The Box of Gratitude
The simplest of gestures — a shared smile, a helping hand offered, or meaningful ‘thank you’ can brighten another’s day in profound ways. But, as Wellspring member Heidi learned, you can also change the value of your own life significantly by expressing your love, kindness and gratitude to others, every day.
Heidi has painted a series of cards which she leaves in a box at the front desk at Wellspring Birmingham Gilgan House. She encourages people to take a card, write a note on it, and share it with someone who has done you a kindness or someone you feel needs a pick me up, or to someone with whom you wish to share your friendship. The cards live in a beautifully painted box which Heidi lovingly refers to as the Box of Gratitude.
The Box of Gratitude
I never considered myself a creative person. I had never picked up a paint brush until I attended the Art Therapy program at Wellspring. How could I have imagined that I would now be painting every day? The joy I experience has helped me so much in this journey.

Records shown ▸
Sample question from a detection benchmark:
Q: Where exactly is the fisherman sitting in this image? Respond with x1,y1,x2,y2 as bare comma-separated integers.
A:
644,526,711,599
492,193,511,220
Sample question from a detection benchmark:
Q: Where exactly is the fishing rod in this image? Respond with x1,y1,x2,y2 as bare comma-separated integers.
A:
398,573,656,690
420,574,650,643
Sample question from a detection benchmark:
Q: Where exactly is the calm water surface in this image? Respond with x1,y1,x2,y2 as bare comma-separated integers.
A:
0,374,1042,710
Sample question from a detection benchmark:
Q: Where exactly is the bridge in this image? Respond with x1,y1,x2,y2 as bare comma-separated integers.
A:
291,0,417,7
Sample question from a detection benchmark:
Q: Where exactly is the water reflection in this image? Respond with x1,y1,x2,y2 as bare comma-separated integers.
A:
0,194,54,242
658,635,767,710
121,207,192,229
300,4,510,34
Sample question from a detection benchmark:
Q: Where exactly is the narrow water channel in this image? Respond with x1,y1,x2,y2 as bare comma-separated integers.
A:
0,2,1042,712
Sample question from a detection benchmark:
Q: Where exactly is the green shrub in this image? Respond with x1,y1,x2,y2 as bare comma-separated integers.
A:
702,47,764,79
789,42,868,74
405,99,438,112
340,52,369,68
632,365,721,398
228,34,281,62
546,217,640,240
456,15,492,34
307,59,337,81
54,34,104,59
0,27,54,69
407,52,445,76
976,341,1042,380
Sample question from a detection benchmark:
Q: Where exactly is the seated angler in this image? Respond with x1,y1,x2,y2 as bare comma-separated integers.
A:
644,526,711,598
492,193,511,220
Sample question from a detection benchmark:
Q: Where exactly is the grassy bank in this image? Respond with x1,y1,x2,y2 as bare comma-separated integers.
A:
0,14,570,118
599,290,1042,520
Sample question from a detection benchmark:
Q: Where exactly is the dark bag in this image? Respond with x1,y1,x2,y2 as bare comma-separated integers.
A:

Required actions ▸
**a)** Answer these questions about the Box of Gratitude passage:
(i) Where does Heidi leave her painted cards?
(ii) What name does Heidi give the painted box that holds the cards?
(iii) Which program was the writer attending before ever picking up a paint brush?
**b)** Using the last paragraph of the Box of Gratitude passage, explain what the writer says has helped them so much in this journey.
The data has no connection to the text.

Answers to the exercise ▸
**a)**
(i) In a box at the front desk at Wellspring Birmingham Gilgan House.
(ii) The Box of Gratitude.
(iii) The Art Therapy program at Wellspring.

**b)** The writer says the joy they experience has helped them so much in this journey. That joy comes from painting, which they now do every day, although they had never picked up a paint brush before attending the Art Therapy program at Wellspring.